## BEGIN
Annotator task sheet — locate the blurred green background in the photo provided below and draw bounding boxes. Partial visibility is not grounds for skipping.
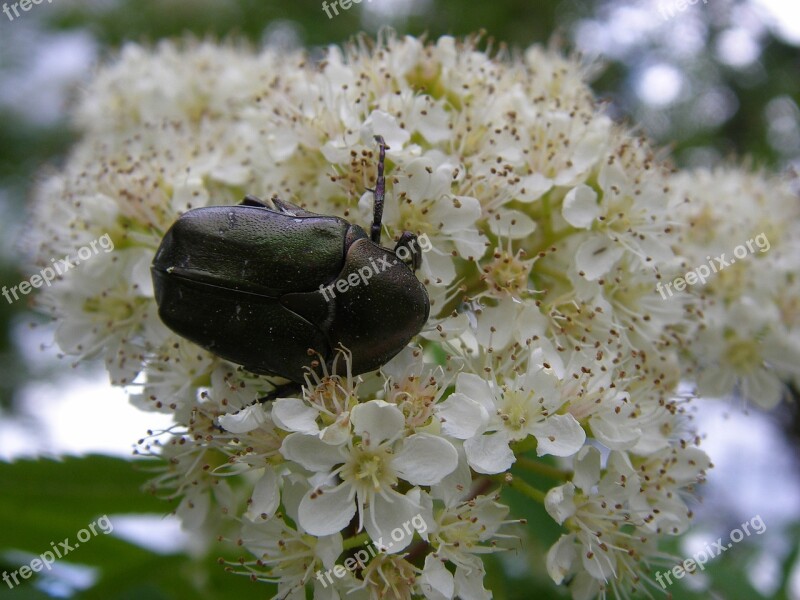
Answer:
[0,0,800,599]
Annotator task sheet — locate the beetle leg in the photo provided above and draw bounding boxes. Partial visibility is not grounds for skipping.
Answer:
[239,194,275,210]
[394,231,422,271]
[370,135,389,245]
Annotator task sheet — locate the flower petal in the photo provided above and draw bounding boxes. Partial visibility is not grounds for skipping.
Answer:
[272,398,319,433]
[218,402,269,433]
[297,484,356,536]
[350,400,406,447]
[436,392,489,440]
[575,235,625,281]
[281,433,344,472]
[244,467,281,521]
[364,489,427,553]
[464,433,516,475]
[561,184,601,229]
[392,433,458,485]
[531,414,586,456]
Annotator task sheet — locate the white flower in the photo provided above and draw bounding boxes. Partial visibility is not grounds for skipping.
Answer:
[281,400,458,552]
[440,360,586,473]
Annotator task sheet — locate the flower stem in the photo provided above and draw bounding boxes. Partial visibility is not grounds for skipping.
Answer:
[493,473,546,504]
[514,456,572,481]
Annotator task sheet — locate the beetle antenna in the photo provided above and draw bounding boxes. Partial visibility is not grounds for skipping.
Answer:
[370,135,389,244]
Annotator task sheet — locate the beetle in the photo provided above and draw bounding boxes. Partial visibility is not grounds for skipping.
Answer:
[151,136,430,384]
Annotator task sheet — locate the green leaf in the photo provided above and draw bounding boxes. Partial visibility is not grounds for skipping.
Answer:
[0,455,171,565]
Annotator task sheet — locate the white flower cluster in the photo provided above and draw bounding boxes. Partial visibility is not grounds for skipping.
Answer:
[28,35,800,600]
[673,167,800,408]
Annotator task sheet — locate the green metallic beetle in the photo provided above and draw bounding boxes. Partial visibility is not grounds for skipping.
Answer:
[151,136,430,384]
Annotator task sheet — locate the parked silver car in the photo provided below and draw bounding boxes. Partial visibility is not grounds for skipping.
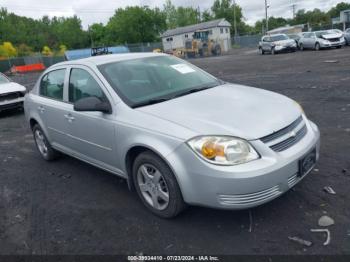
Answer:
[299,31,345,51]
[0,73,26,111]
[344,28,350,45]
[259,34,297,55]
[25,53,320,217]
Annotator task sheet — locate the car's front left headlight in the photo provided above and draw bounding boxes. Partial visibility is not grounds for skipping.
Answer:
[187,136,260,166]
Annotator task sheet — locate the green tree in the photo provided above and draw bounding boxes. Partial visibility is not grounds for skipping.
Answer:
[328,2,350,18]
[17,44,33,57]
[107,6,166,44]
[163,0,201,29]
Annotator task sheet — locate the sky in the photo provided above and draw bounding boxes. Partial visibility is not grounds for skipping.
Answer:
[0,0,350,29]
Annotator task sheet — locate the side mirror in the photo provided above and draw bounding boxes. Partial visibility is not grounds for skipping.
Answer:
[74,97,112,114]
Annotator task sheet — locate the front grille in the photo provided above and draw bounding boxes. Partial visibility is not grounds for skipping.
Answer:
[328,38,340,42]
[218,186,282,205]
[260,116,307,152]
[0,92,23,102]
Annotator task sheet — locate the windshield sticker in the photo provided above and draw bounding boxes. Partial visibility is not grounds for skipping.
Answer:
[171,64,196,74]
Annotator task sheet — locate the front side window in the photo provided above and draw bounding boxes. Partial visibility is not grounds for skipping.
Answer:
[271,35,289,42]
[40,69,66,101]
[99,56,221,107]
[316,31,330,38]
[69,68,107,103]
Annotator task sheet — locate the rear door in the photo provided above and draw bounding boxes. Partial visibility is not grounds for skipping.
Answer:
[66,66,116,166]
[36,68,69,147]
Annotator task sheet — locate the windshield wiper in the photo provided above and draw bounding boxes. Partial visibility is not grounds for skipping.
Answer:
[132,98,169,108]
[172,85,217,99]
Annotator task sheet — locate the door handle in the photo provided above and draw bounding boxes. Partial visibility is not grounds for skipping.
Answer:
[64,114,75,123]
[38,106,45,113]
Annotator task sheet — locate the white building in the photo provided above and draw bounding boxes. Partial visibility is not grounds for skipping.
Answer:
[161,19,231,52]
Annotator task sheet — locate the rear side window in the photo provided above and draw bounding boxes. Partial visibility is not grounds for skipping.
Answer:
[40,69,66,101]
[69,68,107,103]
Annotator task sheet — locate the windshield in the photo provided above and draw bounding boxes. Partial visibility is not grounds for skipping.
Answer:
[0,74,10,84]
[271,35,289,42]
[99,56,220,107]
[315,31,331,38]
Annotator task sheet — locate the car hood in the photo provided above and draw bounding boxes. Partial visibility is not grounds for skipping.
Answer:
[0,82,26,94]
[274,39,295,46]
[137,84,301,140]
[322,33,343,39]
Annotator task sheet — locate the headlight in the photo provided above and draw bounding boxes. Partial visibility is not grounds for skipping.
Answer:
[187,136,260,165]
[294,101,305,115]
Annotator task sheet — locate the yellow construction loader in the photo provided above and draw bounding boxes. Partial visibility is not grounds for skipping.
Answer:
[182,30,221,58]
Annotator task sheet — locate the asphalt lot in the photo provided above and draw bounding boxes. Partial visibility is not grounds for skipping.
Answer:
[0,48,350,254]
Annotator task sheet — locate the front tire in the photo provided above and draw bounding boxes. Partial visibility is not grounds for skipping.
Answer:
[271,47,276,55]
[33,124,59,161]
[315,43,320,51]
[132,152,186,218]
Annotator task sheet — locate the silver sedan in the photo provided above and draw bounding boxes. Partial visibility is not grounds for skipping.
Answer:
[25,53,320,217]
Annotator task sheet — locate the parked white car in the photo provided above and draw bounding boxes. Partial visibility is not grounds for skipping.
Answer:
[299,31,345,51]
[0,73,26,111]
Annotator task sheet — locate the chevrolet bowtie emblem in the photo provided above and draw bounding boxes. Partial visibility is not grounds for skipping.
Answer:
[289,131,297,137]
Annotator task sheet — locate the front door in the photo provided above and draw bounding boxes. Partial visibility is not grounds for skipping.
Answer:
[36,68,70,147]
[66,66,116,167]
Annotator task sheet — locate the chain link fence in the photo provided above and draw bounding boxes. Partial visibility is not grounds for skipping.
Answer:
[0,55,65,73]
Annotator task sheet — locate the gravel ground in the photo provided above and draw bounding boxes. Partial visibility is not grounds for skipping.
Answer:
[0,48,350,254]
## END
■ Exercise details
Recast the rows above as a Markdown table with two columns, Line and Text, where Line gives each row's number in order and Text gives the row itself, with blank lines left out. Cover every row, and leave the pictures out of the answer.

■ Reply to the exercise
| Line | Text |
|---|---|
| 1 | Annotator task sheet — locate the blurred green background in the photo provided below and draw bounding boxes. Partial visibility is not grounds for skipping. |
| 2 | Answer: |
| 3 | [0,0,800,599] |
| 4 | Annotator task sheet — locate the beetle leg in the photo provided above and draw bounding boxes. Partial visibility is not grounds for skipping. |
| 5 | Answer: |
| 6 | [239,194,275,210] |
| 7 | [394,231,422,271] |
| 8 | [370,135,389,245] |
| 9 | Annotator task sheet — locate the flower petal in the photo provided above and draw bounding boxes. Partial visibility is not grounds for skipping. |
| 10 | Answer: |
| 11 | [272,398,319,433] |
| 12 | [218,402,269,433] |
| 13 | [297,484,356,536] |
| 14 | [350,400,406,447] |
| 15 | [436,392,489,440] |
| 16 | [575,235,625,281] |
| 17 | [281,433,344,472] |
| 18 | [244,467,281,521] |
| 19 | [364,489,427,553] |
| 20 | [464,433,516,475] |
| 21 | [561,184,601,229] |
| 22 | [392,433,458,485] |
| 23 | [531,414,586,456] |
| 24 | Annotator task sheet — locate the white flower in the photo provided above and draw bounding boxes. Partial visibility is not grounds for skipping. |
| 25 | Answer: |
| 26 | [281,400,458,552] |
| 27 | [440,360,586,473] |
| 28 | Annotator task sheet — locate the flower stem in the photo provided above and draw bounding boxes. Partial visibility is not grounds for skipping. |
| 29 | Answer: |
| 30 | [493,473,546,504] |
| 31 | [514,456,572,481] |
| 32 | Annotator task sheet — locate the beetle antenna in the photo provided above and draw bounding boxes. Partial visibility is not grounds for skipping. |
| 33 | Answer: |
| 34 | [370,135,389,244] |
| 35 | Annotator task sheet — locate the beetle in the photo provided above and draw bounding boxes. Partial visibility is not grounds for skipping. |
| 36 | Answer: |
| 37 | [151,136,430,384] |
| 38 | Annotator task sheet — locate the green leaf in the photo provided above and draw bounding boxes. Partial visibility is not grounds for skipping. |
| 39 | Answer: |
| 40 | [0,455,171,565] |
| 41 | Annotator task sheet — locate the white flower cluster in the photo provided above and draw bounding boxes. Partial visibility is not grounds for skipping. |
| 42 | Answer: |
| 43 | [28,35,800,600] |
| 44 | [673,167,800,408] |
| 45 | Annotator task sheet — locate the green metallic beetle in the photo provided above and draw bounding boxes. Partial visibility is not grounds for skipping. |
| 46 | Answer: |
| 47 | [151,136,430,384] |
| 48 | Annotator task sheet — locate the parked silver car in the photo provided below and draw bounding boxes. Partial visibility is not grounds for skipping. |
| 49 | Answer: |
| 50 | [299,31,345,51] |
| 51 | [0,73,26,111] |
| 52 | [344,28,350,45] |
| 53 | [259,34,297,55] |
| 54 | [25,53,320,217] |
| 55 | Annotator task sheet — locate the car's front left headlight in the photo provided above and draw bounding boxes. Partial visibility is not grounds for skipping. |
| 56 | Answer: |
| 57 | [187,136,260,166] |
| 58 | Annotator task sheet — locate the green tree in the photo provided above and draw bounding boxes. Partial visibility is not grounds for skipping. |
| 59 | Answer: |
| 60 | [328,2,350,18] |
| 61 | [17,44,33,57] |
| 62 | [107,6,166,44] |
| 63 | [163,0,201,29] |
| 64 | Annotator task sheet — locate the sky in the photo provided above and draw bounding boxes. Partial visibility is not grounds for skipping. |
| 65 | Answer: |
| 66 | [0,0,350,29] |
| 67 | Annotator task sheet — locate the side mirror in the photo provided above and draw bounding boxes. Partial visibility is not grounds for skipping. |
| 68 | Answer: |
| 69 | [74,97,112,114] |
| 70 | Annotator task sheet — locate the front grille in the photo provided above and draw bounding boxes. Partial visibility is not grounds for skipping. |
| 71 | Answer: |
| 72 | [328,38,340,42] |
| 73 | [218,186,282,205] |
| 74 | [260,116,307,152] |
| 75 | [0,92,23,102] |
| 76 | Annotator task sheet — locate the windshield sticker in the photo provided above and draw bounding boxes. Partial visibility is not grounds for skipping. |
| 77 | Answer: |
| 78 | [171,64,196,74] |
| 79 | Annotator task sheet — locate the front side window in the photo provided above and draw bounding boxes. Partial visibility is not grounds for skipping. |
| 80 | Answer: |
| 81 | [271,35,289,42] |
| 82 | [40,69,66,101] |
| 83 | [99,56,221,107] |
| 84 | [316,31,330,38] |
| 85 | [69,68,107,103] |
| 86 | Annotator task sheet — locate the rear door in the photo provided above and draw bounding boxes. Partial visibility is not grounds for skipping. |
| 87 | Answer: |
| 88 | [66,66,116,166] |
| 89 | [36,68,69,147] |
| 90 | Annotator task sheet — locate the windshield wiper in the photo provided above and draw bounding boxes. Partial visibility is not grounds for skipping. |
| 91 | Answer: |
| 92 | [132,98,169,108] |
| 93 | [172,85,217,99] |
| 94 | Annotator task sheet — locate the door handle in the photo provided above and draw bounding boxes. Partial visibility is not grounds for skipping. |
| 95 | Answer: |
| 96 | [64,114,75,123] |
| 97 | [38,106,45,113] |
| 98 | Annotator task sheet — locate the white building in the photo provided above and draw bounding boxes. Partial visibility is not grounds for skipping. |
| 99 | Answer: |
| 100 | [161,19,231,52] |
| 101 | Annotator task sheet — locate the rear side window in the photo provided above and draw bounding boxes. Partial visibility is not grounds for skipping. |
| 102 | Answer: |
| 103 | [40,69,66,101] |
| 104 | [69,68,107,103] |
| 105 | Annotator task sheet — locate the windshield in the photo provided above and draw bounding boxes. Partial visibility is not grounds for skipping. |
| 106 | Answer: |
| 107 | [0,74,10,84] |
| 108 | [271,35,289,42] |
| 109 | [99,56,220,107] |
| 110 | [315,31,331,38] |
| 111 | Annotator task sheet — locate the car hood in the photo provided above and draw bounding boxes. Partial visibility is not grounds for skipping. |
| 112 | Answer: |
| 113 | [0,82,26,94] |
| 114 | [274,39,295,46] |
| 115 | [137,84,301,140] |
| 116 | [322,33,343,39] |
| 117 | Annotator task sheet — locate the headlight in the photo provided above and draw bounding boxes. Partial visibility is not grounds for skipping. |
| 118 | Answer: |
| 119 | [187,136,260,165] |
| 120 | [294,101,305,115] |
| 121 | Annotator task sheet — locate the yellow construction loader in the photo provided above and draw bounding boxes. Partial visibility is not grounds for skipping. |
| 122 | Answer: |
| 123 | [182,30,221,58] |
| 124 | Annotator task sheet — locate the asphalt lot in the photo provided above and draw bounding boxes. Partial visibility is not grounds for skipping. |
| 125 | Answer: |
| 126 | [0,48,350,254] |
| 127 | Annotator task sheet — locate the front tire in the photo provided above and draw bounding boxes. Partial visibility is not grounds for skipping. |
| 128 | Answer: |
| 129 | [271,47,276,55] |
| 130 | [33,124,59,161] |
| 131 | [315,43,320,51] |
| 132 | [132,152,186,218] |
| 133 | Annotator task sheet — locate the silver sedan in the photo provided above and draw bounding boxes. Partial visibility is not grounds for skipping. |
| 134 | Answer: |
| 135 | [25,53,320,217] |
| 136 | Annotator task sheet — locate the parked white car in the photo provided above and draw bounding boxes. Partial visibility is not grounds for skipping. |
| 137 | Answer: |
| 138 | [299,31,345,51] |
| 139 | [0,73,26,111] |
| 140 | Annotator task sheet — locate the chevrolet bowtie emblem in the photo provided above and draw bounding boxes. Partial visibility is not grounds for skipping. |
| 141 | Answer: |
| 142 | [289,131,297,137] |
| 143 | Annotator task sheet — locate the front door in the photo provided above and draw bounding boxes. Partial visibility is not grounds for skipping. |
| 144 | Answer: |
| 145 | [36,68,70,147] |
| 146 | [66,66,116,167] |
| 147 | Annotator task sheet — locate the chain link fence in the photo provided above and draw bounding boxes. Partial visibility is not grounds for skipping. |
| 148 | Answer: |
| 149 | [0,55,65,73] |
| 150 | Annotator task sheet — locate the gravel ground in the photo provided above and draw bounding boxes. Partial visibility is not grounds for skipping. |
| 151 | Answer: |
| 152 | [0,48,350,254] |